====== GIVEN RECORDS ======
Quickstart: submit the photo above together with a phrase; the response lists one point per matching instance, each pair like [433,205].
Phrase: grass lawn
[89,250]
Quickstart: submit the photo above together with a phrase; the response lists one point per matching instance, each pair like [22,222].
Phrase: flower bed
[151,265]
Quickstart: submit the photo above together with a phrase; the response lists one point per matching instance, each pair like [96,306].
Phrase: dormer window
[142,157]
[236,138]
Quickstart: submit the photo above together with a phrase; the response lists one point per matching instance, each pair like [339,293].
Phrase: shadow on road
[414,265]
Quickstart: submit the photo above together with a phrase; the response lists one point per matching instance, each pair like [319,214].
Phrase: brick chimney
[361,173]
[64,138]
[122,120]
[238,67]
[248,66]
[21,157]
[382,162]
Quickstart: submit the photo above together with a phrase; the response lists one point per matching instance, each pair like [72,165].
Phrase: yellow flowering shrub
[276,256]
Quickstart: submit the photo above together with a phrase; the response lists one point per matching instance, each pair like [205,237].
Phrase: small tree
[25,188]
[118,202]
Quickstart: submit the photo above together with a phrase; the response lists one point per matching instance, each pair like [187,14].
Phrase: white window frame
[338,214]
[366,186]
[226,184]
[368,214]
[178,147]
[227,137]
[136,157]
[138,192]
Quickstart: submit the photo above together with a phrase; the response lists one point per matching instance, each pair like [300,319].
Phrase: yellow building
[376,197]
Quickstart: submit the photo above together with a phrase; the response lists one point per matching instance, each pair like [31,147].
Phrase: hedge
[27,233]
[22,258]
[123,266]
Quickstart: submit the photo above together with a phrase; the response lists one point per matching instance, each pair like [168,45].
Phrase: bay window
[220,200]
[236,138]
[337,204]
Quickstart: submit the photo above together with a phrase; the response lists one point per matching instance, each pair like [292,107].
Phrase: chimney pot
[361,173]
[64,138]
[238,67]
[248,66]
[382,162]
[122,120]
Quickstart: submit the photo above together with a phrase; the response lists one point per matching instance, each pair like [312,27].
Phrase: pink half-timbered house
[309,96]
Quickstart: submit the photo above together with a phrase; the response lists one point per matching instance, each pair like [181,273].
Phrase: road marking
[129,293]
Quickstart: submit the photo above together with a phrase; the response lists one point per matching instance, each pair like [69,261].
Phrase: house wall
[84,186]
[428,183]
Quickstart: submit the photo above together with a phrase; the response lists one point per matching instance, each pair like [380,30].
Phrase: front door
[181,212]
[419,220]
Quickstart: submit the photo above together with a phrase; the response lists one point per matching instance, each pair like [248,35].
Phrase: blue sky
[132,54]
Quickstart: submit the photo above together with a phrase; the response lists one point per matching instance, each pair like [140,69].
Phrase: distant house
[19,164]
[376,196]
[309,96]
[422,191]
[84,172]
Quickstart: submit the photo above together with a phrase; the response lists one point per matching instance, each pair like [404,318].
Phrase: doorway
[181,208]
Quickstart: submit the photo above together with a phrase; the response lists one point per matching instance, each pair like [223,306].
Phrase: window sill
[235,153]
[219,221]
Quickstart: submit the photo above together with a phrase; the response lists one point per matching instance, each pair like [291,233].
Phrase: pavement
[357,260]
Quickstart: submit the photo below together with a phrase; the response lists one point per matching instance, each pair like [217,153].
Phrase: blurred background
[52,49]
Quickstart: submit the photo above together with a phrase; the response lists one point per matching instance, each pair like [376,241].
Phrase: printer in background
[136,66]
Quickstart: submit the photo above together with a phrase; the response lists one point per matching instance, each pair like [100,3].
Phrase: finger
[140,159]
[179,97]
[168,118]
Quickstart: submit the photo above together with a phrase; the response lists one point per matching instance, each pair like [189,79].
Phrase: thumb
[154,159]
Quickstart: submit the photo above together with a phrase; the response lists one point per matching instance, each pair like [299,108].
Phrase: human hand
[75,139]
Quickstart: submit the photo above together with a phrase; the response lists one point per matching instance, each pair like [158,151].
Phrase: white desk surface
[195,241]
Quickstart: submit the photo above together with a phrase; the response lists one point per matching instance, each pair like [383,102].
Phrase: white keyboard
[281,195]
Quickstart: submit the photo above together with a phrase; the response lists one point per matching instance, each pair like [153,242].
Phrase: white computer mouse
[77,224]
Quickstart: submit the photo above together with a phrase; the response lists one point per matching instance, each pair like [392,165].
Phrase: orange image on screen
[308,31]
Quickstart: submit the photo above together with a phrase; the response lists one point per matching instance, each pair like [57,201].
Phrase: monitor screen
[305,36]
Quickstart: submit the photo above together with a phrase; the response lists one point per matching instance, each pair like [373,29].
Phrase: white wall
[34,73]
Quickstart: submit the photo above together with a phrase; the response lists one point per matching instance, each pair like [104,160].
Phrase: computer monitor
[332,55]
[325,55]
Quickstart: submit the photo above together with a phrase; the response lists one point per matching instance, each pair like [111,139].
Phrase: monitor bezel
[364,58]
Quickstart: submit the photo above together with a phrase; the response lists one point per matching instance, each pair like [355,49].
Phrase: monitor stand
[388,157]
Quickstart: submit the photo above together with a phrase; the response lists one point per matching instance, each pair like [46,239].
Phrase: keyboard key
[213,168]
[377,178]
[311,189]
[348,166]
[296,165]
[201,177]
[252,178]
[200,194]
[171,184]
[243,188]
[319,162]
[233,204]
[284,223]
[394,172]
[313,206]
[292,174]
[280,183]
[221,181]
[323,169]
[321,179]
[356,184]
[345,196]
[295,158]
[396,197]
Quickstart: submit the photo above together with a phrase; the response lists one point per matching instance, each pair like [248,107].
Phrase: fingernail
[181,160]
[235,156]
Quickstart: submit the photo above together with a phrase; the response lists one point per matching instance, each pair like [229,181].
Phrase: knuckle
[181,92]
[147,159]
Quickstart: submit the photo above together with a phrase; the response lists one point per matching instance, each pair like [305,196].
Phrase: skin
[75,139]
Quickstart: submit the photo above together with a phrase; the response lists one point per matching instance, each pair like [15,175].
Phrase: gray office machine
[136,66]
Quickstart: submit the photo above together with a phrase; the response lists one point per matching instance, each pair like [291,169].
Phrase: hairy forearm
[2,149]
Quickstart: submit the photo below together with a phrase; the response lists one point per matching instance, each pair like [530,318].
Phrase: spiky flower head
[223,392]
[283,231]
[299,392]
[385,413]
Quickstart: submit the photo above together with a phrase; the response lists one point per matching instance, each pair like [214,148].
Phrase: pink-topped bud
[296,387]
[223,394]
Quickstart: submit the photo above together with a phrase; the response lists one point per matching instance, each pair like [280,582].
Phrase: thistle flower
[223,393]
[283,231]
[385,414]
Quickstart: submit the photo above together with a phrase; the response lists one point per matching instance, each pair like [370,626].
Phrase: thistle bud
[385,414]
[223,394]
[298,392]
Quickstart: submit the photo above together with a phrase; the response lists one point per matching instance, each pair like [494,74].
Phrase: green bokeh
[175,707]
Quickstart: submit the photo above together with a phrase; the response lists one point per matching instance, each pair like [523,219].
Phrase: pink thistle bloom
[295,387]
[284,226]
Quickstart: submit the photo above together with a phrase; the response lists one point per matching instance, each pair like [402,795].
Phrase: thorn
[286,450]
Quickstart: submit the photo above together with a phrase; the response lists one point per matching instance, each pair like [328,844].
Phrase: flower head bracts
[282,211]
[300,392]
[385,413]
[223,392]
======
Return, unchanged, the stretch of rows from the one containing "pair like [280,582]." through the last row.

ANSWER FOR THE TASK:
Quickstart: submit the photo above together with a phrase; the response lists one point per matching instance, each pair like [280,582].
Phrase: thistle flower
[223,393]
[283,231]
[385,414]
Quickstart: submit the photo above together with a phrase; the response lists one point per matching instance, each pair like [370,626].
Phrase: thistle bud
[385,414]
[223,394]
[298,392]
Quickstart: submit the photo above together with a phrase; the response lists one point per matching instance, each pair like [494,74].
Phrase: green bokeh
[175,707]
Quickstart: submit the photo above together with a phrase; the response lists one point per matching instance, each pair like [523,219].
Phrase: pink thistle bloom
[295,387]
[284,226]
Quickstart: submit the photo above together with a phrase; the response lists one point per matching instance, each pair like [402,795].
Phrase: thorn
[286,450]
Quickstart: submit the photo above together with a phrase; the response lists one point per matching instance, each pair like [328,844].
Phrase: flower head bracts
[282,211]
[300,392]
[385,413]
[223,392]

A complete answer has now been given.